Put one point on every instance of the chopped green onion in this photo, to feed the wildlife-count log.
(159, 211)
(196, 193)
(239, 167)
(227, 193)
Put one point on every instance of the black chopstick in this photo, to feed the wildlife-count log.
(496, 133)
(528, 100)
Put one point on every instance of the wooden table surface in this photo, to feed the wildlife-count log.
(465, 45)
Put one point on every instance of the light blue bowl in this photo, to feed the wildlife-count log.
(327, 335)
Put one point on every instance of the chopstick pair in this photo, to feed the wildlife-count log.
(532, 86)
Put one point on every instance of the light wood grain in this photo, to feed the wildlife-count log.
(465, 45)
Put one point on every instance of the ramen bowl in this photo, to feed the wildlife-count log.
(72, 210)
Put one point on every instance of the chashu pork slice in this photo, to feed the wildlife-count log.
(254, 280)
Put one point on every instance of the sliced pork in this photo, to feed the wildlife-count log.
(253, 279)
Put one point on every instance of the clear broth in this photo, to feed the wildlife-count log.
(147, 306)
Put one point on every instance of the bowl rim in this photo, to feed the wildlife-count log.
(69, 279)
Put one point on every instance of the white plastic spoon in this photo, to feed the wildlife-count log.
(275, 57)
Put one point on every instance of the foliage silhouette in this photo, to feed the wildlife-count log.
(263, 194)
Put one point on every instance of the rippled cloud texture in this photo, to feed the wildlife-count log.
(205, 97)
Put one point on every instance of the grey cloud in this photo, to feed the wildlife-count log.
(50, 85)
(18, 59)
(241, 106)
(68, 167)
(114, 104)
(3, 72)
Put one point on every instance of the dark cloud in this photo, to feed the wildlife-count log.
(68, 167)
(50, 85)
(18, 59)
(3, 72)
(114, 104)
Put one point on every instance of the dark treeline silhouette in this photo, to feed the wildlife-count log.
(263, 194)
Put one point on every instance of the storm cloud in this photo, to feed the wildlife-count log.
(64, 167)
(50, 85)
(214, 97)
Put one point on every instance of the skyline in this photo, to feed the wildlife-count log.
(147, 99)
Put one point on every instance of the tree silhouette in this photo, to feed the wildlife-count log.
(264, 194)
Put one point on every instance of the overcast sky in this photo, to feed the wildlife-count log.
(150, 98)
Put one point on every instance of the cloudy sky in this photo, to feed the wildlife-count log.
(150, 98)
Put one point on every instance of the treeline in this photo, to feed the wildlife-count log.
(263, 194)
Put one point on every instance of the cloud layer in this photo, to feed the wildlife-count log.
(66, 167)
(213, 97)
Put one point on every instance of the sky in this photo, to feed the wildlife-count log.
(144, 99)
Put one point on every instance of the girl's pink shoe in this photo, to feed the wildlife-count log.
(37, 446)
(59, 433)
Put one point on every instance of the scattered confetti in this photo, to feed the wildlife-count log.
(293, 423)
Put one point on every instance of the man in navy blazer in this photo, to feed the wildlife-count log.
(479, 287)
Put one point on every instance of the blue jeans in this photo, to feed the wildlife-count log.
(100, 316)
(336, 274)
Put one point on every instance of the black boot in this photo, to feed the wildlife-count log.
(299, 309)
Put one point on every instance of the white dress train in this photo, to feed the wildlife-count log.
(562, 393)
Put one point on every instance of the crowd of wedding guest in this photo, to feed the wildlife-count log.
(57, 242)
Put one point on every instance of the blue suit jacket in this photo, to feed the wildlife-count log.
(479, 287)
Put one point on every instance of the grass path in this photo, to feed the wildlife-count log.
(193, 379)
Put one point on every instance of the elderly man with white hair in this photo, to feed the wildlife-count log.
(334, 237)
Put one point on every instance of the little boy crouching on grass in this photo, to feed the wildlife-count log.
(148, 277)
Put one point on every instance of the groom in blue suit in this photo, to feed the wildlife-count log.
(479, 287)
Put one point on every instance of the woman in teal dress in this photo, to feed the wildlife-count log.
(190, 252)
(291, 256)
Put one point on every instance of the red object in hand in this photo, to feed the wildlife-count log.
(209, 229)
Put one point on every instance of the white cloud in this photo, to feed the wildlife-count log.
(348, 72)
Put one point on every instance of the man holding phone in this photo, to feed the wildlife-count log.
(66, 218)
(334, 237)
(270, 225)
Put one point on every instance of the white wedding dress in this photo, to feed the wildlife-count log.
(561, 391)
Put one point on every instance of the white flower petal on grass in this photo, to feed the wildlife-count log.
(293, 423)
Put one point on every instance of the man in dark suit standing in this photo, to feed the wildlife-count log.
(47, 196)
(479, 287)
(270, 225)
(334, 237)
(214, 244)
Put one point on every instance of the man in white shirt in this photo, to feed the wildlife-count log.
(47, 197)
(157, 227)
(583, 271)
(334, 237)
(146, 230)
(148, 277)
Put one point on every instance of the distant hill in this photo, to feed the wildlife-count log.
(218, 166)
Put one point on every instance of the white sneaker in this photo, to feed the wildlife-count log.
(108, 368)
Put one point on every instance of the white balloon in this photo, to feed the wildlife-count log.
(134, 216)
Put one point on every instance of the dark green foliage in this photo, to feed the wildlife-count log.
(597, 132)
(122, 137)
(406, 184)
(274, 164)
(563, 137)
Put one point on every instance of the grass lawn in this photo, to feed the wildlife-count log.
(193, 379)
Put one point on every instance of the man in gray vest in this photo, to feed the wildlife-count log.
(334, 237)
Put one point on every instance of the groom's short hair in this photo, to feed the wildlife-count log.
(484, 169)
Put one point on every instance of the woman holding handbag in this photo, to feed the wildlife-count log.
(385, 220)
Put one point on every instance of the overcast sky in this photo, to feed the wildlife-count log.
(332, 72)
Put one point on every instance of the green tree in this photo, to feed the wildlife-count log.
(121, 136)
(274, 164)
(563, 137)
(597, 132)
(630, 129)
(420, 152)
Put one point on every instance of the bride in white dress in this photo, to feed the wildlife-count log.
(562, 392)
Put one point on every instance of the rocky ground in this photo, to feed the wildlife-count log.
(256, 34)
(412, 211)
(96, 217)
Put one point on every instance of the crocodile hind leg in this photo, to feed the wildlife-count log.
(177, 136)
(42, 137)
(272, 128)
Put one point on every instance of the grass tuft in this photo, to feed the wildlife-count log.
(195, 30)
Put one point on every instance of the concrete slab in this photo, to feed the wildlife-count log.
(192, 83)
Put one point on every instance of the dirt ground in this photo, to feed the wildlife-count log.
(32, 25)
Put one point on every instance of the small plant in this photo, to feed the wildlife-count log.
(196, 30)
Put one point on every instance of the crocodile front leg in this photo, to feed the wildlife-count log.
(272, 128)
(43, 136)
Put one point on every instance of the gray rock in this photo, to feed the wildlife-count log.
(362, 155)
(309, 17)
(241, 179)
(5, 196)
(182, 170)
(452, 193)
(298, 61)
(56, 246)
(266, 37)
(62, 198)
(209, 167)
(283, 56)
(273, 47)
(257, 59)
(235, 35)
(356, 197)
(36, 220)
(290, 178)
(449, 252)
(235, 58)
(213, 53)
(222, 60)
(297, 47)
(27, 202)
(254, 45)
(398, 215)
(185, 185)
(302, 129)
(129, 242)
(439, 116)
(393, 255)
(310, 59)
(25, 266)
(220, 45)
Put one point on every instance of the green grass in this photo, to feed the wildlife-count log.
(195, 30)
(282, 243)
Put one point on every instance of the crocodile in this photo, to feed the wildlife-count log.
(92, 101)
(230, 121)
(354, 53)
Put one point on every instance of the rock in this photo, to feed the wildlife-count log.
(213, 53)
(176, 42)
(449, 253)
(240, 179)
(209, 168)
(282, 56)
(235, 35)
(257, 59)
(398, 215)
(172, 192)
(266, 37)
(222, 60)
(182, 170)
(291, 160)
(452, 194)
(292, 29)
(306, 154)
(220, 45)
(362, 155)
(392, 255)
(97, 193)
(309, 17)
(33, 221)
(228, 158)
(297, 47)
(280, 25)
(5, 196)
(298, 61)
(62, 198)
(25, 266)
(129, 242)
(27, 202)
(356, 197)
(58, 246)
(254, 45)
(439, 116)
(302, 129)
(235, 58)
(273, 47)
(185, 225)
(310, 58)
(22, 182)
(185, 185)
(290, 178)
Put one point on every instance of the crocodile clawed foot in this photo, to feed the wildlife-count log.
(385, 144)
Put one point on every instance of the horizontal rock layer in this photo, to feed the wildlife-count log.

→ YOUR TASK
Find the line that contains "Put one point on every instance of the concrete" in the listing above. Retype it and every line after it up to the last, exactly, and nothing else.

→ PROBLEM SOLUTION
Put one point on every instance of the concrete slab in this photo, to feed the wildlife-count log.
(192, 83)
Put one point on every instance of the dirt ground in this photo, to feed the wildlife-count log.
(32, 25)
Put one point on every instance of the small plant in this photo, to feed the wildlife-count log.
(196, 30)
Put one point on every instance of the crocodile front leg in this photo, to feed the wildlife-count log.
(272, 128)
(43, 136)
Put one point on every instance of the gray rock in this photo, to feed the wildlife-count log.
(362, 155)
(309, 17)
(241, 179)
(5, 196)
(182, 170)
(452, 193)
(298, 61)
(56, 246)
(266, 37)
(62, 198)
(209, 167)
(283, 56)
(273, 47)
(257, 59)
(235, 35)
(356, 197)
(36, 220)
(290, 178)
(449, 252)
(235, 58)
(213, 53)
(222, 60)
(297, 47)
(27, 202)
(254, 45)
(398, 215)
(185, 185)
(302, 129)
(129, 242)
(439, 116)
(393, 255)
(310, 59)
(25, 266)
(220, 45)
Put one point on every instance of the green grass in this photo, to feed the wildlife-count log.
(195, 30)
(282, 243)
Put one point on every instance of the crocodile in this photo, to feed the wildlife-count log.
(92, 101)
(230, 121)
(354, 53)
Put one point on every instance of the rock in this photo, to feed the wildlife-count log.
(213, 53)
(176, 42)
(449, 253)
(240, 179)
(209, 168)
(282, 56)
(235, 35)
(257, 59)
(398, 215)
(172, 192)
(266, 37)
(222, 60)
(182, 170)
(291, 160)
(452, 194)
(292, 29)
(306, 154)
(220, 45)
(362, 155)
(392, 255)
(97, 193)
(309, 17)
(33, 221)
(228, 158)
(297, 47)
(280, 25)
(5, 196)
(298, 61)
(62, 198)
(25, 266)
(129, 242)
(27, 202)
(356, 197)
(58, 246)
(254, 45)
(439, 116)
(302, 129)
(235, 58)
(273, 47)
(185, 225)
(310, 58)
(22, 182)
(185, 185)
(290, 178)
Put one point on every instance of the crocodile clawed foot in this photo, to feed the wildlife-count log.
(385, 144)
Put one point on every instance of the horizontal rock layer in this photo, to feed the wildlife-count log.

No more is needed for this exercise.